(Some records)
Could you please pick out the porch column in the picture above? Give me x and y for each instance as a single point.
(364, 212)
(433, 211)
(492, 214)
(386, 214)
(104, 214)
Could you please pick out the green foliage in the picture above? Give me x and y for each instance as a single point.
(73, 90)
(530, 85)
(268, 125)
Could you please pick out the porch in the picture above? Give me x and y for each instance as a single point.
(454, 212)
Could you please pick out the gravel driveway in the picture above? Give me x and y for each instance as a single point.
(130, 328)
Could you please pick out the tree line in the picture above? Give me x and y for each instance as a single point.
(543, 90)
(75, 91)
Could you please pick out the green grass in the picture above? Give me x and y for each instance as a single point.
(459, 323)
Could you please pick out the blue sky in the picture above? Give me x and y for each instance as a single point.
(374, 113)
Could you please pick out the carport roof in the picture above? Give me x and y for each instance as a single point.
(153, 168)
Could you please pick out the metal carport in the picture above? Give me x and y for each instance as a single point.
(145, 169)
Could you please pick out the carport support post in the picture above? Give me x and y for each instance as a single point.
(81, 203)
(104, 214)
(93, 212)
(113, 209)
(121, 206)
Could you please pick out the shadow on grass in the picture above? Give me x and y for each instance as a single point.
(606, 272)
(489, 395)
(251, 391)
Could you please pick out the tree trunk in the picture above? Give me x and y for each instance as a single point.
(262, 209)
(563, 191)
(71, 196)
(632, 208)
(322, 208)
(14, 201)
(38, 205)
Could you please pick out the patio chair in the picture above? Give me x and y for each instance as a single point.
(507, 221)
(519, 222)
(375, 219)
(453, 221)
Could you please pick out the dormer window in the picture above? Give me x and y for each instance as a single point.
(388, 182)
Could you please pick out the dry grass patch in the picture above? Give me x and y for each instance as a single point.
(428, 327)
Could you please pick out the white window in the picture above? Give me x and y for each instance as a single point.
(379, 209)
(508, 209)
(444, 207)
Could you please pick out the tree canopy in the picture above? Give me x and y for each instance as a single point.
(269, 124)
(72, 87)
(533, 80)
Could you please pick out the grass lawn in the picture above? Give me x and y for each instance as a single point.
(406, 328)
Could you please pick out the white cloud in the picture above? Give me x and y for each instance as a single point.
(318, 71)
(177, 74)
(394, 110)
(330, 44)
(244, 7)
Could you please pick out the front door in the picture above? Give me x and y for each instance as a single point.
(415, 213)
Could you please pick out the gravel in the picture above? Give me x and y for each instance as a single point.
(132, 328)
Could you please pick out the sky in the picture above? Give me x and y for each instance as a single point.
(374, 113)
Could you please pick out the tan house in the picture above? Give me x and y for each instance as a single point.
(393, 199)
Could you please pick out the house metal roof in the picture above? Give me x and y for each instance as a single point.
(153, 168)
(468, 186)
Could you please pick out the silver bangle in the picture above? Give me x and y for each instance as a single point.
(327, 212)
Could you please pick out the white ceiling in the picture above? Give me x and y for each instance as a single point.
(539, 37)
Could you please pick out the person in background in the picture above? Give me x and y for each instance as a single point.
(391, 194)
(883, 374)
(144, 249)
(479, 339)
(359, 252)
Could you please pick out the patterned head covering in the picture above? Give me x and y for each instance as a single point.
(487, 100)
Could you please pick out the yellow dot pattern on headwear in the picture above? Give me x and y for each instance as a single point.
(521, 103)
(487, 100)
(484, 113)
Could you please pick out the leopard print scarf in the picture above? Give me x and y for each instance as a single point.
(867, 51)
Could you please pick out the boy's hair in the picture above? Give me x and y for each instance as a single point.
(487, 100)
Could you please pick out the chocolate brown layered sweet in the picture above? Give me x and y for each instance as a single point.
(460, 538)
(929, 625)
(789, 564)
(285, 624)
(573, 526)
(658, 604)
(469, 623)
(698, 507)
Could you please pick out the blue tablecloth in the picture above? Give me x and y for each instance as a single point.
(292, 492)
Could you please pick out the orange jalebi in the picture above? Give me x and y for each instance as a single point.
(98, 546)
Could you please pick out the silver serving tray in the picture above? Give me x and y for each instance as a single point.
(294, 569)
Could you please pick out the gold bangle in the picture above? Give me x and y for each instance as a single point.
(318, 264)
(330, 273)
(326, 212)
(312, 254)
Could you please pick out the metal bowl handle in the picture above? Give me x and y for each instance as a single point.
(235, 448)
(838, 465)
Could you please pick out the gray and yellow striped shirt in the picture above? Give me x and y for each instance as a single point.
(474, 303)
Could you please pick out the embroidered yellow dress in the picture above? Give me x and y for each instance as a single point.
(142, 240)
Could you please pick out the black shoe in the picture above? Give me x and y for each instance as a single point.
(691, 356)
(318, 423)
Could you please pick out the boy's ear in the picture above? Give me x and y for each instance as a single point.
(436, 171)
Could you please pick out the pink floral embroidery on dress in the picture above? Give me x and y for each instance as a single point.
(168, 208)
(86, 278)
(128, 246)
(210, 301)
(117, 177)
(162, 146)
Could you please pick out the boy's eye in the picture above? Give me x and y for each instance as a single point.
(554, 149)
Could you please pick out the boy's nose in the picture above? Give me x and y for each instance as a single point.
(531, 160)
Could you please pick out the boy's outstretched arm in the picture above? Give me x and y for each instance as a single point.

__STATED PROBLEM__
From the line containing "Could you please pick out the orange" to the last line of the material, please quote every line exactly and only those.

__ANSWER BELOW__
Could you please pick out the orange jalebi in the picture above? Give me x and y for each instance as a single point.
(98, 546)
Could you please pick out the silver serving tray in the picture above? Give me x and y for each instance as a single point.
(294, 569)
Could you please pick out the gold bangle in the picture above? Give me x and y for each instance as a single point.
(318, 264)
(330, 273)
(326, 212)
(312, 254)
Could you please pick out the metal bowl handle in the picture above? Give me x and y for each instance as a single point.
(235, 448)
(838, 465)
Could you please pick out the gray and yellow striped shirt in the picture above? Give me x and y for each instance as a single point.
(474, 303)
Could you please pick out the embroidered yellow dress in the picture above? Give me x and y for each instance as a single point.
(142, 240)
Could you please pick out the black shoe in the picture above? Give me x and y for each instance as a single point.
(691, 356)
(318, 423)
Could you please pick out the boy's ear in the picture above? Give me x and y for each instance as a single point.
(436, 171)
Could you please pick out the pink floral embroidery on dress in the picture above? Give me x and y for each instance as a single point.
(168, 208)
(86, 278)
(128, 246)
(210, 301)
(117, 177)
(162, 146)
Could you please pick out the boy's eye in the picture above? Give me x and y for each instance as a single point.
(554, 149)
Could you please pick out the boy's nose in the picture above? Give me x and y for each instance as a single point.
(531, 160)
Could you please pick out the boy's outstretched arm in the picture above? Give me x and y for each instance as a single point.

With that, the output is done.